_SUPPLIED PASSAGE_
Beshear sues General Assembly, Quarles over control of Kentucky State Fair Board

Daniel Desrochers
·2 min read

Gov. Andy Beshear filed suit Friday against the Kentucky General Assembly and Agriculture Commissioner Ryan Quarles over a bill that removed some of his power over the state fair board.

The lawsuit, filed in Jefferson County, challenges House Bill 518, which shifted control of the majority of appointees to the state fair board from the governor to the agriculture commissioner while also and adding the Speaker of the House of Representatives and Senate President to the board.

Under the new law, which went into effect after the legislature overrrode Beshear’s veto, Beshear would appoint five members of the board while Quarles would appoint nine members.

The state fair board makes the decisions surrounding Kentucky’s annual state fair, which is held at the Kentucky Exposition Center.

Beshear’s lawyer, Travis Mayo, argued that the bill violated the constitution by stripping his authority over an executive branch board and handing the power to another constitutional officer. Currently, Beshear appoints a majority of the board’s members.

“HB 518 prevents the Governor and Secretary from ensuring that the laws are faithfully executed by giving them no ability to ensure the board with an annual budget of more than $50 million and unilateral contracting authority properly uses taxpayers’ money in its operations and properly maintains and operates all of the properties under its custody and control,” Mayo wrote in the lawsuit.

The lawsuit also argues that by putting the House Speaker and Senate President on an executive branch board, the legislature overstepped the separation of powers and unlawfully encroached on the executive branch.

_DATASET EXTRACT_

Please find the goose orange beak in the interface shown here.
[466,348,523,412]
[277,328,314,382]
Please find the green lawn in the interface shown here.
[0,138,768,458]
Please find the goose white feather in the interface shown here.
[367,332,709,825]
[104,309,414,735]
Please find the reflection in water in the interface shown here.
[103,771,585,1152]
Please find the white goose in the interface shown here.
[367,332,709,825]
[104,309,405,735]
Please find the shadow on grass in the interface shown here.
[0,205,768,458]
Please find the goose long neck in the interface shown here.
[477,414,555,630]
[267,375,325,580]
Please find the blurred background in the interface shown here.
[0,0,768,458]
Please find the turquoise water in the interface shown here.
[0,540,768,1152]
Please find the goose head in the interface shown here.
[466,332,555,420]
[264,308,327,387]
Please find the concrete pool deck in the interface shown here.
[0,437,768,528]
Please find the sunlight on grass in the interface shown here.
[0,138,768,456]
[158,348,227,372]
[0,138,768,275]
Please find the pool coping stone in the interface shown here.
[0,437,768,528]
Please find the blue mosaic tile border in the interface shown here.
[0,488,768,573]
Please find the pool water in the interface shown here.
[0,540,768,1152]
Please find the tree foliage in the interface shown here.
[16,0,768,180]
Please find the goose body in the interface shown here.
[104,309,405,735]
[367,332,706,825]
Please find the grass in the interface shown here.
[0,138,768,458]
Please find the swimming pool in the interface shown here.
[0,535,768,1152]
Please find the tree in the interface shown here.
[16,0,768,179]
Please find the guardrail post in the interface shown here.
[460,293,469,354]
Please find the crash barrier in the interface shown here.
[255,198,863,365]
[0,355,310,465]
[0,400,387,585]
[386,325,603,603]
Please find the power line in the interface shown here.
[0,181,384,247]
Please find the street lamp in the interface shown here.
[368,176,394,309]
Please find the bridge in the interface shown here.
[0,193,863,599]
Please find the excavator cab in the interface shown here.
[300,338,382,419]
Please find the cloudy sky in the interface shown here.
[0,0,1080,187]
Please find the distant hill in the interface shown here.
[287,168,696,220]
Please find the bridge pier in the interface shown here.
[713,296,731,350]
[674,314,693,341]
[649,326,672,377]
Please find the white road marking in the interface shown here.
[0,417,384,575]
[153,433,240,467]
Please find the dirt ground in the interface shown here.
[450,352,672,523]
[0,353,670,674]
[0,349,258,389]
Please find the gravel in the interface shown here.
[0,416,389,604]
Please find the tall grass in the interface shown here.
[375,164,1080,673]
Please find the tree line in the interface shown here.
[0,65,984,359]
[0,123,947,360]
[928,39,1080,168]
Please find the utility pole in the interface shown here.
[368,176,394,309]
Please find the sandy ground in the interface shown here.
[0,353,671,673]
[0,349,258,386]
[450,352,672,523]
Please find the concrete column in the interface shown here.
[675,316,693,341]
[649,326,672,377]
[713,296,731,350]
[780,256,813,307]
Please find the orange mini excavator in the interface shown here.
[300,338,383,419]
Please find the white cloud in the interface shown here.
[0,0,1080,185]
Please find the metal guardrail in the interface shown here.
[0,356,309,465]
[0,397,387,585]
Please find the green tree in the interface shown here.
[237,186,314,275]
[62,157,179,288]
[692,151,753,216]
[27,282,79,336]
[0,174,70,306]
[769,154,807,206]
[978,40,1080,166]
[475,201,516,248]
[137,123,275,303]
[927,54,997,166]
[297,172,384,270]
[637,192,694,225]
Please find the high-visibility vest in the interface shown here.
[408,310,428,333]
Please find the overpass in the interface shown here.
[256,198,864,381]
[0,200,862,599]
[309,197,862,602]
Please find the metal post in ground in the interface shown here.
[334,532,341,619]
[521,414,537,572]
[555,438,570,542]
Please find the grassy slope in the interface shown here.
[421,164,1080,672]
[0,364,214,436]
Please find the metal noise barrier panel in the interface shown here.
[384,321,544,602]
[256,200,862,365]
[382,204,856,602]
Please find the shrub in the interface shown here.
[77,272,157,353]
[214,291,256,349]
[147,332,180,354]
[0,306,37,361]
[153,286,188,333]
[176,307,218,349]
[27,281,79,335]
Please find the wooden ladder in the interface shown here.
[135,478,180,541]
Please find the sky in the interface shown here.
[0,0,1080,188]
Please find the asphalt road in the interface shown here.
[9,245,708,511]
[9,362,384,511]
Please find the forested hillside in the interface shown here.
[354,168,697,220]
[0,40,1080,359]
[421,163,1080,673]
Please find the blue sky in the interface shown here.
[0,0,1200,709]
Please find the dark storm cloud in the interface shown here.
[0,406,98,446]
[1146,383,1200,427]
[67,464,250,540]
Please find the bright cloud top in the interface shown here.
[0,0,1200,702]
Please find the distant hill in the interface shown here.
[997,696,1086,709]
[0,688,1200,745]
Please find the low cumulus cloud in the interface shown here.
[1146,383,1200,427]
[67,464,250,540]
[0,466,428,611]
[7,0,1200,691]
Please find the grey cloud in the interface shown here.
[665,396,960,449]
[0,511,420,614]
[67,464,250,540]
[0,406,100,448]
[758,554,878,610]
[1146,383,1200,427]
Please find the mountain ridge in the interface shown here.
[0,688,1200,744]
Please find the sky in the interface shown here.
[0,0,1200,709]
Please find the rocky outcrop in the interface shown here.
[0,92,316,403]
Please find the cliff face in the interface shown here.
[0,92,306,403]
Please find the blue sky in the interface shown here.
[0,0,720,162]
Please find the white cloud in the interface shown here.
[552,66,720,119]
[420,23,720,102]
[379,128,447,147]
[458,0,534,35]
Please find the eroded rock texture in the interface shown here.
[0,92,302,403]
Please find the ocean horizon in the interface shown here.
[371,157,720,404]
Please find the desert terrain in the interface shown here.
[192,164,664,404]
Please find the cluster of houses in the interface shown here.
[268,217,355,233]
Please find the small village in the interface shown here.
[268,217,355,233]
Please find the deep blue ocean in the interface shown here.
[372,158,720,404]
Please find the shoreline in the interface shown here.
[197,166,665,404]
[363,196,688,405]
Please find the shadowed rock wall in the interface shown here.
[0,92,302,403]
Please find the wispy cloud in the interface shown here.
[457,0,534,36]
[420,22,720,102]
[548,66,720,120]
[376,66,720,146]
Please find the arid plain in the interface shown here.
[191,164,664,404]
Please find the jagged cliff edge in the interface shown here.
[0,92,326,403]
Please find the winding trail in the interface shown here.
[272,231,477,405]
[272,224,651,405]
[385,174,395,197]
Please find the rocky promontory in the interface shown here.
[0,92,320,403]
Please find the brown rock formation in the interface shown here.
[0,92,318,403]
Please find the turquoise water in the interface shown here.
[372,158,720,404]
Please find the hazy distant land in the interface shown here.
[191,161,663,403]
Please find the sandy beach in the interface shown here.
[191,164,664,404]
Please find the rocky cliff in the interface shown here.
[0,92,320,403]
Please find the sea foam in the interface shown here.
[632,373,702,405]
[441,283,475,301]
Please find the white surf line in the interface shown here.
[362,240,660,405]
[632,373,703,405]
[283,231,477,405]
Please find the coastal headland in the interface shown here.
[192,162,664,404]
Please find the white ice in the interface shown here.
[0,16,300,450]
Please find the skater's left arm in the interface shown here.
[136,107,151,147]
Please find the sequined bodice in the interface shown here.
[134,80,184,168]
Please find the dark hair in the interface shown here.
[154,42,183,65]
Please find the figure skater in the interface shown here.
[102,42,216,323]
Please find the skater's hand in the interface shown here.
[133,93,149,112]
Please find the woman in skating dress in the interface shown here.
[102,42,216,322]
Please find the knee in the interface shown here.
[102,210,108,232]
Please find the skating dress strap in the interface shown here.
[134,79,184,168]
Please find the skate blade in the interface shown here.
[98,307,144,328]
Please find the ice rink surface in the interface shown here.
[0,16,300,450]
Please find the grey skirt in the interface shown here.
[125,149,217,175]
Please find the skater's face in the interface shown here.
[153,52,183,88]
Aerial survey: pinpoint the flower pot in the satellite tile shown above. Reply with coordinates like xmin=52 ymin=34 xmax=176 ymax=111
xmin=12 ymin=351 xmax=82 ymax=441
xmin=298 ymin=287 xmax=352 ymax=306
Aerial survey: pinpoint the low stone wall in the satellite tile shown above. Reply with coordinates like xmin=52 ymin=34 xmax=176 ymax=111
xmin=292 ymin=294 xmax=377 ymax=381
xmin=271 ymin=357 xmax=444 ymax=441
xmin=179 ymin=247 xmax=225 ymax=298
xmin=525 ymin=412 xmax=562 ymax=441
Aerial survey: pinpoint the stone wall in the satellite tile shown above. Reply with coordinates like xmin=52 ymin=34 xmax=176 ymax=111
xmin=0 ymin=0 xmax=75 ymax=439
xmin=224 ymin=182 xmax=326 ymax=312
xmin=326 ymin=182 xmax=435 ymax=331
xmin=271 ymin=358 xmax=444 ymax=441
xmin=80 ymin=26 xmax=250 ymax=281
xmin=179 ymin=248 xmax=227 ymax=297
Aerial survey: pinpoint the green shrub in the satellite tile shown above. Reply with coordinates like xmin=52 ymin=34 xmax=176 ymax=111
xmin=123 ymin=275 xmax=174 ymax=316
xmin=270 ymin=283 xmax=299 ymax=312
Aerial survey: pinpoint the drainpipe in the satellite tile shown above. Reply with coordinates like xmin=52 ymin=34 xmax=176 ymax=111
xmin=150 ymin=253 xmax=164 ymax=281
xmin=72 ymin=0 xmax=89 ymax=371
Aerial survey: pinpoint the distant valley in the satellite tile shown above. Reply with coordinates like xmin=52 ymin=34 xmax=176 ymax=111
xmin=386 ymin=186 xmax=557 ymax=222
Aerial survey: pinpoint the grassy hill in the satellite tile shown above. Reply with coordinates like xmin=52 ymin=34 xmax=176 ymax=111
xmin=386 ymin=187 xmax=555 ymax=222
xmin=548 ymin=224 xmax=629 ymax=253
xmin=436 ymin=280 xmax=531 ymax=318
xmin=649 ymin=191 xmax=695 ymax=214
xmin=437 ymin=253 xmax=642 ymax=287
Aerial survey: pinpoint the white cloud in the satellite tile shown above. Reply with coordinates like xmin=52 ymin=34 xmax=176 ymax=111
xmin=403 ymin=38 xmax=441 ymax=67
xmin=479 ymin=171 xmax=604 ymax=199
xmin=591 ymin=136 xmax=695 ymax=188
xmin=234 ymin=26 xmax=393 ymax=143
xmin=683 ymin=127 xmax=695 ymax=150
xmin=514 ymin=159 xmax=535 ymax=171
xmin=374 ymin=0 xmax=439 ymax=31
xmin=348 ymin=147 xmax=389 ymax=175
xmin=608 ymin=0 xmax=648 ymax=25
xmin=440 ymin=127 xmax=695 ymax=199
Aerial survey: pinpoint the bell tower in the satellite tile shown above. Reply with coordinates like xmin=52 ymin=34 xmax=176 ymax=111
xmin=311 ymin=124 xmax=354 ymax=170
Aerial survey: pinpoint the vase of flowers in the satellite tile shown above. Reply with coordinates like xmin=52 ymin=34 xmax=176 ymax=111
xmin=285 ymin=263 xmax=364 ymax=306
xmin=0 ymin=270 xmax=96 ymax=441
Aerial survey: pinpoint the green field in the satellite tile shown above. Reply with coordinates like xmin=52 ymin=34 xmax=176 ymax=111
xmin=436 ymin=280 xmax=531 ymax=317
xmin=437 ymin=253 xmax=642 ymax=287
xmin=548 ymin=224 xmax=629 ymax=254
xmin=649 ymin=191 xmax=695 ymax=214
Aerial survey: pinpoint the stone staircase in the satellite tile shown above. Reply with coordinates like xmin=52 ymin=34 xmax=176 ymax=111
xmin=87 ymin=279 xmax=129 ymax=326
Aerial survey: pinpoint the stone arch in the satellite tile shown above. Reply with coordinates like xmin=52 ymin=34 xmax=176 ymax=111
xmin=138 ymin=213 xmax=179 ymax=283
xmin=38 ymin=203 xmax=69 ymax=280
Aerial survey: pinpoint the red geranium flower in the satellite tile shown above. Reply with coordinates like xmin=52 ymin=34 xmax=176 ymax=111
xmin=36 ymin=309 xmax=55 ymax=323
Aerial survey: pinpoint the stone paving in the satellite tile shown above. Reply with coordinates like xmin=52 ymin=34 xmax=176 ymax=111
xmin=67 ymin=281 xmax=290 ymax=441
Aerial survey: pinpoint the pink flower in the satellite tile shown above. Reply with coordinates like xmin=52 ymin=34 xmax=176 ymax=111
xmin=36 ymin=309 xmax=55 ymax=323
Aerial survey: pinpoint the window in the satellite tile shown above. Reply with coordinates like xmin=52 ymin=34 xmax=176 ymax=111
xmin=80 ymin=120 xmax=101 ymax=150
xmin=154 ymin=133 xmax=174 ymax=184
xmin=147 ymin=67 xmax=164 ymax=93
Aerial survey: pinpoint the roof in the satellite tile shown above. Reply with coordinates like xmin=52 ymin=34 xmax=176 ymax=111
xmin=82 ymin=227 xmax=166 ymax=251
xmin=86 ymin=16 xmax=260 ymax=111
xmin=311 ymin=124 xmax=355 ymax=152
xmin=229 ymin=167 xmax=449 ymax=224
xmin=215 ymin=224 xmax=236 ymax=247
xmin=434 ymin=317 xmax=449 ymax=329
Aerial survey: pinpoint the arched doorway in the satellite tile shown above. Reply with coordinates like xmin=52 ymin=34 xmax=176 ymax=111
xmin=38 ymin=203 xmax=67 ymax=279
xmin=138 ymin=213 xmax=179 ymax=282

_REQUIREMENT_
Go on with the article on Beshear's lawsuit over the Kentucky State Fair Board, starting after its last paragraph. The records have nothing to do with the article on Beshear's lawsuit over the Kentucky State Fair Board.

_ANSWER BOX_
House Bill 518 was one of several bills passed this session that removed power from Beshear and handed it to other constitutional offices, including several bills that gave more power to Quarles. Beshear has already challenged bills that would have limited his emergency powers — prompted by Beshear’s restrictions to curb the spread of COVID-19. That lawsuit is currently in front of the Kentucky Supreme Court.

Beshear told reporters Monday that the fair board is a “critical part of Kentucky’s governance.”

“There is only one executive branch and it’s headed by the governor and every time you try to move governance outside of there and let other people make decisions that aren’t accountable to the voters, that will ultimately indebt the commonwealth further, the less responsibility you get,” Beshear said.

The Agriculture Commissioner is also an elected official. On Twitter Monday, Agriculture Commissioner Ryan Quarles called the lawsuit “unprecedented.”

“It’s clear that old habits die hard. Even though he has left the Attorney General’s office, Governor Andrew Beshear is once again suing parts of state government,” Quarles wrote. “The Governor refuses to accept laws passed by the legislature & is now running to a court to seek his preferred outcome.”

Beshear is seeking a permanent injunction against the bill, which would restore the board to 18 members, with the majority appointed by the governor.